begin Material for this task
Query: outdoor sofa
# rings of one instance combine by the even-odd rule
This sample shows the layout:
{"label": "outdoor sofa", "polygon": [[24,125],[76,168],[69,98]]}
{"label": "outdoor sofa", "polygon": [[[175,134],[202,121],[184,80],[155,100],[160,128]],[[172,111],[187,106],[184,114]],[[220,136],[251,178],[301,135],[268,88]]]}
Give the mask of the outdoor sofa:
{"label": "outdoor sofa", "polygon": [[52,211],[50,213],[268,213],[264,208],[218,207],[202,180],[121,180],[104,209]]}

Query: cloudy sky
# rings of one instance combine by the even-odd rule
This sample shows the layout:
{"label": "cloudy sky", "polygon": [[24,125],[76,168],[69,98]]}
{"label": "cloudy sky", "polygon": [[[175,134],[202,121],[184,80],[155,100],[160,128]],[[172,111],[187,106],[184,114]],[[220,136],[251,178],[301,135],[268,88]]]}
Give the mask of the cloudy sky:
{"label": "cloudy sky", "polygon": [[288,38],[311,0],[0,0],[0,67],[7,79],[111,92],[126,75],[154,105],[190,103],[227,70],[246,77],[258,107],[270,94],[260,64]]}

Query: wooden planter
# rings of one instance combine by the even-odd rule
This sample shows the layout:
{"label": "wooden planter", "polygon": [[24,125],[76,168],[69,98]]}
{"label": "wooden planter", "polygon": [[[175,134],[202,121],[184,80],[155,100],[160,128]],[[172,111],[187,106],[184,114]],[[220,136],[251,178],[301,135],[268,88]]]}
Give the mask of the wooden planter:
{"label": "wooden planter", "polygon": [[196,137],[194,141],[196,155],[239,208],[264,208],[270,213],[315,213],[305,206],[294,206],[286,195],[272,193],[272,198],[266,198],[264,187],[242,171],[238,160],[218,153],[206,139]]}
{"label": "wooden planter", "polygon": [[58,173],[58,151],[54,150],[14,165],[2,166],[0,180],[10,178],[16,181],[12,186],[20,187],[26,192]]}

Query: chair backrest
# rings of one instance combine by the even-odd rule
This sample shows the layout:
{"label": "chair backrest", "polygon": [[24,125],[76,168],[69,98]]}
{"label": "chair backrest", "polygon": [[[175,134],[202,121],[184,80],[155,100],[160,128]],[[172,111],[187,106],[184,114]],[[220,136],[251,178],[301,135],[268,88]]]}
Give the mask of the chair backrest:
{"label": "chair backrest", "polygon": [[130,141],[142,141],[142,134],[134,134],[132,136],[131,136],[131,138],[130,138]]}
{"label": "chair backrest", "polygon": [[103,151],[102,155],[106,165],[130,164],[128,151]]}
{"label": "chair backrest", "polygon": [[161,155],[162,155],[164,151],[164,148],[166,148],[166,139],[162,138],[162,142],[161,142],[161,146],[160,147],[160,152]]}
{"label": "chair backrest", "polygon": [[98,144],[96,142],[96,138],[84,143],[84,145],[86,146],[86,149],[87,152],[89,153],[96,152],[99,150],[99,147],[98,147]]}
end Material for this task
__What is needed__: Write out all of the records again, swapping "the layout" for "the format" at every occurrence and leaving everything else unchanged.

__Solution for this exercise__:
Query: outdoor sofa
# rings of one instance combine by the even-odd rule
This sample shows the format:
{"label": "outdoor sofa", "polygon": [[24,125],[76,168],[69,98]]}
{"label": "outdoor sofa", "polygon": [[[175,134],[202,121],[184,80],[155,100],[160,128]],[[172,111],[187,106],[184,114]],[[220,136],[251,178],[301,135],[268,88]]]}
Give the mask of the outdoor sofa:
{"label": "outdoor sofa", "polygon": [[52,211],[50,213],[268,213],[264,208],[218,207],[202,180],[121,180],[104,209]]}

Query: cloudy sky
# rings of one instance combine by the even-odd rule
This sample shows the format:
{"label": "cloudy sky", "polygon": [[24,125],[76,168],[69,98]]}
{"label": "cloudy sky", "polygon": [[[175,134],[202,121],[184,80],[155,100],[160,128]],[[172,111],[187,106],[184,114]],[[220,136],[251,178],[301,135],[268,88]]]}
Give the mask of the cloudy sky:
{"label": "cloudy sky", "polygon": [[288,38],[311,0],[0,0],[0,67],[7,79],[111,92],[126,75],[154,105],[190,103],[227,70],[246,77],[258,107],[270,94],[260,64]]}

Query: wooden planter
# rings of one instance combine by the even-odd rule
This sample shows the format:
{"label": "wooden planter", "polygon": [[24,125],[76,168],[69,98]]}
{"label": "wooden planter", "polygon": [[[175,134],[202,121],[184,80],[155,100],[160,128]],[[172,111],[187,106],[184,114]],[[220,136],[251,178],[301,135],[268,88]]]}
Give the mask of the wooden planter:
{"label": "wooden planter", "polygon": [[196,137],[194,141],[196,155],[239,208],[264,208],[270,213],[315,213],[305,206],[294,206],[286,195],[272,193],[272,198],[266,198],[264,187],[242,171],[238,160],[218,153],[206,139]]}
{"label": "wooden planter", "polygon": [[58,173],[58,151],[54,150],[14,165],[2,166],[0,180],[10,178],[16,181],[12,186],[20,187],[26,192]]}

Query: chair backrest
# rings of one instance combine by the even-odd rule
This sample shows the format:
{"label": "chair backrest", "polygon": [[24,125],[76,168],[69,98]]}
{"label": "chair backrest", "polygon": [[[175,134],[202,121],[184,80],[155,100],[160,128]],[[172,111],[187,106],[184,114]],[[220,136],[251,178],[301,135],[268,88]]]}
Give the mask of the chair backrest:
{"label": "chair backrest", "polygon": [[130,141],[142,141],[142,134],[134,134],[132,136],[131,136],[131,138],[130,138]]}
{"label": "chair backrest", "polygon": [[103,151],[102,155],[106,165],[130,164],[128,151]]}
{"label": "chair backrest", "polygon": [[161,155],[162,155],[164,151],[164,148],[166,148],[166,139],[162,138],[162,142],[161,142],[161,146],[160,147],[160,152]]}
{"label": "chair backrest", "polygon": [[98,144],[96,142],[96,138],[84,143],[84,145],[86,146],[86,149],[87,152],[89,153],[96,152],[99,150],[99,147],[98,147]]}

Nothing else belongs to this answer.